READING PASSAGE
▼
What Pages Should a Coaching Website Include?
A coaching website should include these core pages:
- Homepage
- About
- Services
- Contact
- Testimonials
- Blog
- Lead Magnet Landing Page
To boost conversions, add Testimonials, a Blog, and a Lead Magnet landing page.
As your business grows, consider optional pages like FAQs, Legal Pages, and an Online Booking page. Starting lean ensures clarity, while expanding strategically builds credibility, improves SEO, and helps convert visitors into paying clients.
When you’re building your coaching website, one of the first questions that comes up is: what pages do I actually need? Too many pages and you risk overwhelming visitors with clutter. Too few, and you may not provide enough information for potential clients to trust you. Getting the balance right matters, because the structure of your site directly affects how professional you look, how easily people can take action, and ultimately whether they choose to work with you.
In this article, we’ll walk through the core pages every coaching website should include, the pages that give your site more impact, and optional extras that add polish. By the end, you’ll know exactly what to prioritise if you’re just starting out, and how to grow your site as your coaching business develops.
Essential vs Conversion vs Optional Pages
Before diving into each page, here’s a quick overview to help you prioritise. You don’t need everything on day one. Start lean and layer in more pages as your offers, proof and audience grow.
Type of Page | Must-Haves | Nice-to-Haves | When to Add |
---|---|---|---|
Essential | Homepage, About, Services, Contact | — | Right from the start |
Conversion-Boosting | Testimonials, Blog, Lead Magnet Landing Page | Case Studies | As soon as possible |
Optional / Advanced | FAQ, Legal Pages, Booking Page | Media / Press Page | Once your business grows |
The Essential Core Pages
Homepage
Your homepage is often the very first impression someone will have of you. In a few seconds, a visitor will decide whether you look credible, whether your message resonates, and whether it’s worth their time to keep browsing. A strong homepage makes it crystal clear what you do, who you serve, and how you help them.
▲
STORED ROWS
▼
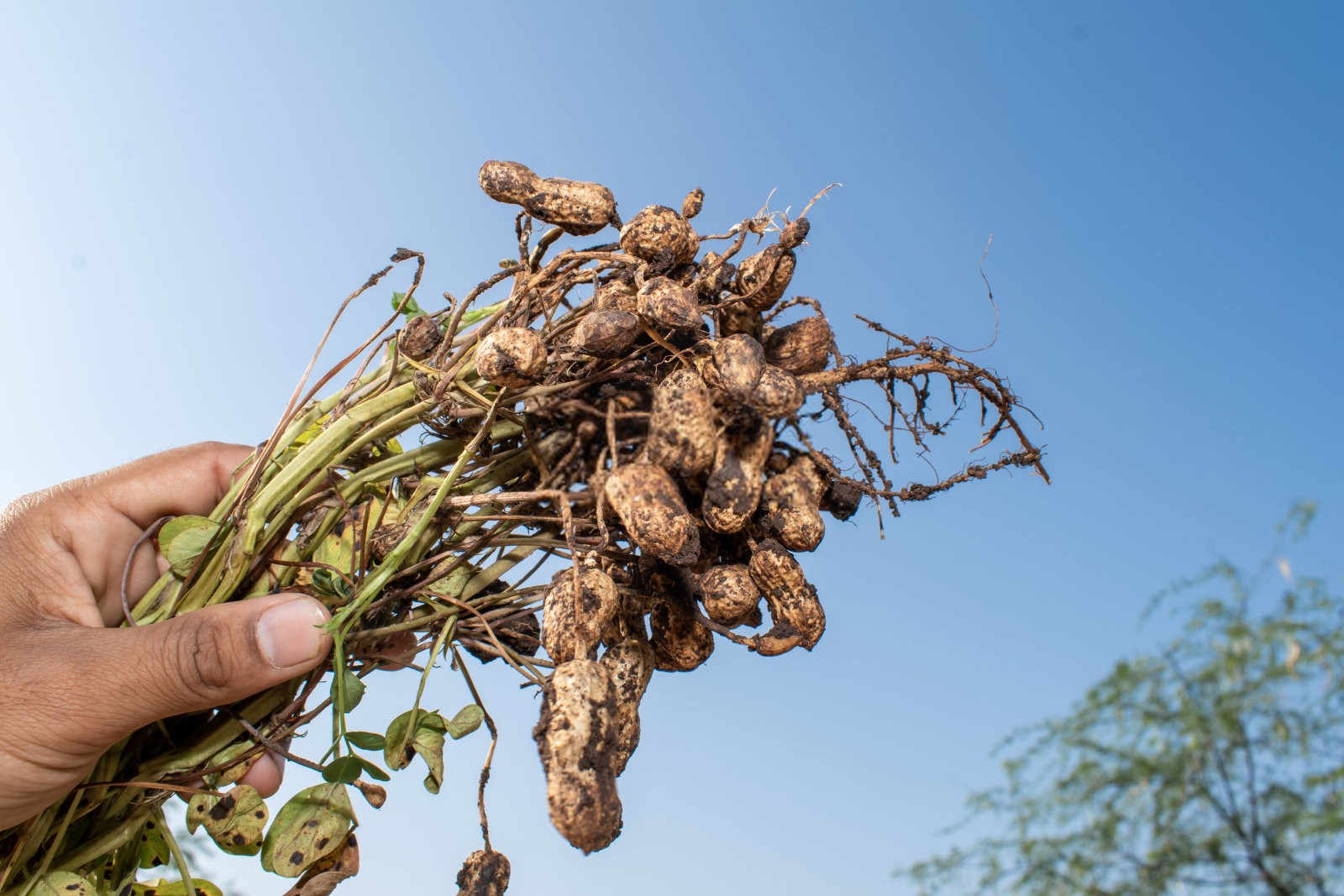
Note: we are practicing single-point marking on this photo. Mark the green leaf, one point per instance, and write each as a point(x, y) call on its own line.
point(427, 741)
point(467, 720)
point(62, 883)
point(329, 584)
point(235, 821)
point(343, 770)
point(154, 846)
point(336, 550)
point(312, 824)
point(183, 539)
point(176, 888)
point(228, 754)
point(407, 308)
point(366, 739)
point(353, 691)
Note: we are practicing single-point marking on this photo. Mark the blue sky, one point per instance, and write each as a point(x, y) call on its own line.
point(188, 191)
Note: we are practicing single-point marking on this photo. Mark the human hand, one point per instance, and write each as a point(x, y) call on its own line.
point(73, 684)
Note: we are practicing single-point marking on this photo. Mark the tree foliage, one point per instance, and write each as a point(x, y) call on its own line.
point(1213, 766)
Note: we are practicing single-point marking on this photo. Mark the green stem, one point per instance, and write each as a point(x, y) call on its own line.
point(178, 859)
point(315, 456)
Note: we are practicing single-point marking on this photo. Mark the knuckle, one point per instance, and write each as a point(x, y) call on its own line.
point(206, 658)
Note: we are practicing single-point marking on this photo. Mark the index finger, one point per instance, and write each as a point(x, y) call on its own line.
point(185, 479)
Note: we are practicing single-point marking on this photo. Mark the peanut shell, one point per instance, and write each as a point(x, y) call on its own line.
point(730, 597)
point(682, 432)
point(732, 490)
point(790, 504)
point(511, 356)
point(577, 207)
point(649, 506)
point(659, 234)
point(508, 181)
point(484, 873)
point(680, 642)
point(420, 338)
point(606, 333)
point(764, 277)
point(629, 663)
point(575, 618)
point(669, 305)
point(793, 605)
point(801, 347)
point(777, 392)
point(575, 739)
point(737, 363)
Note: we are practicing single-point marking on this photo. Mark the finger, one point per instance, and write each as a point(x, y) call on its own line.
point(98, 519)
point(266, 774)
point(131, 678)
point(185, 479)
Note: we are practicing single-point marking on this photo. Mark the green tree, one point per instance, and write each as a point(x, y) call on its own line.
point(1213, 766)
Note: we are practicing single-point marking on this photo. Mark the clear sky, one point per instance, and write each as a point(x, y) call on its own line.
point(188, 191)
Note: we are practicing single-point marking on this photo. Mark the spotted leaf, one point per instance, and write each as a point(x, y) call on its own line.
point(235, 821)
point(154, 846)
point(312, 824)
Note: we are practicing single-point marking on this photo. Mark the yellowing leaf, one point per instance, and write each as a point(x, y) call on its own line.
point(312, 824)
point(183, 539)
point(235, 821)
point(336, 550)
point(154, 848)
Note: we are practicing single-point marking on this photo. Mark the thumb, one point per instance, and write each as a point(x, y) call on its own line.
point(202, 658)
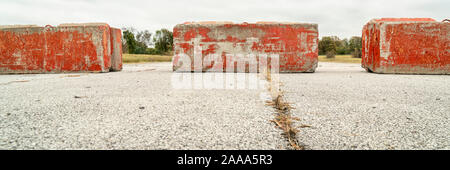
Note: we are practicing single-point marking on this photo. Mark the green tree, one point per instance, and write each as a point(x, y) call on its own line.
point(163, 40)
point(129, 42)
point(327, 45)
point(355, 46)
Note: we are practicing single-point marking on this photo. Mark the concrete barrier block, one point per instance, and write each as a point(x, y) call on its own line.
point(65, 48)
point(406, 46)
point(225, 47)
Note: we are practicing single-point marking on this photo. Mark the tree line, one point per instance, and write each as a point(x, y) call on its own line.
point(161, 43)
point(332, 45)
point(145, 42)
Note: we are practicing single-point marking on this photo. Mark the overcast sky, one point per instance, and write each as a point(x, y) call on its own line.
point(343, 18)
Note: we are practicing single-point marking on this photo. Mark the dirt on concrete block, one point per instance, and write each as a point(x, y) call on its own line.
point(406, 46)
point(66, 48)
point(228, 47)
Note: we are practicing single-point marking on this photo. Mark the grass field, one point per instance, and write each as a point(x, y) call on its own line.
point(139, 58)
point(340, 59)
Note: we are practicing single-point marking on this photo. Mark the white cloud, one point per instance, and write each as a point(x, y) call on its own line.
point(343, 18)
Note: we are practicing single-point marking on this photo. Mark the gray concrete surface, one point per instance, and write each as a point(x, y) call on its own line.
point(351, 109)
point(138, 109)
point(133, 109)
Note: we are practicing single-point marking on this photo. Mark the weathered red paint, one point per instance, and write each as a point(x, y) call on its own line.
point(296, 44)
point(411, 46)
point(66, 48)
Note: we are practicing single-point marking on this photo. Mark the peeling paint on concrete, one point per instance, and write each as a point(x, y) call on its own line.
point(406, 46)
point(296, 44)
point(65, 48)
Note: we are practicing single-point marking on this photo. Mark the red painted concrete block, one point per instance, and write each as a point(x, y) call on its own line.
point(116, 49)
point(406, 46)
point(65, 48)
point(245, 47)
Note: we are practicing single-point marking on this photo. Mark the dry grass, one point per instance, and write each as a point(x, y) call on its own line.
point(340, 59)
point(283, 116)
point(139, 58)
▲
REQUIRED WORK
**a.** In the coaching website article, rewrite the part between "A coaching website should" and "into paying clients.", inclusive, putting "Client Reviews" wherever "Testimonials" appears.
**b.** Copy out the entries between the lines holding "Mark the spotted" and "point(225, 47)", inclusive, and leave the pictures out.
The coaching website article and the entries come from separate, unrelated sources.

ANSWERS GIVEN
**a.**
A coaching website should include these core pages:
- Homepage
- About
- Services
- Contact
- Client Reviews
- Blog
- Lead Magnet Landing Page
To boost conversions, add Client Reviews, a Blog, and a Lead Magnet landing page.
As your business grows, consider optional pages like FAQs, Legal Pages, and an Online Booking page. Starting lean ensures clarity, while expanding strategically builds credibility, improves SEO, and helps convert visitors into paying clients.

**b.**
Note: we are practicing single-point marking on this photo. Mark the spotted leaf, one point per instance, and write each as a point(x, y) call on its own line.
point(235, 821)
point(154, 846)
point(312, 824)
Note: we are practicing single-point marking on this photo. Mark the yellowing leaf, one point per instance, and write each as a point(x, y) call on its own line.
point(312, 824)
point(183, 539)
point(235, 821)
point(336, 550)
point(154, 848)
Note: we are practicing single-point marking on this photo. Mark the thumb, one point per instance, and write each as a point(x, y) call on its own line.
point(202, 658)
Note: we are practicing single-point marking on this photo. Mark the green tree, one point per instance, and write each as a point(x, y) call on its own line.
point(163, 40)
point(129, 42)
point(327, 45)
point(355, 46)
Note: we are practicing single-point marking on this photo. Mark the concrete barrier block, one point per instance, and write each as a point(x, y) call on its own line.
point(65, 48)
point(406, 46)
point(225, 47)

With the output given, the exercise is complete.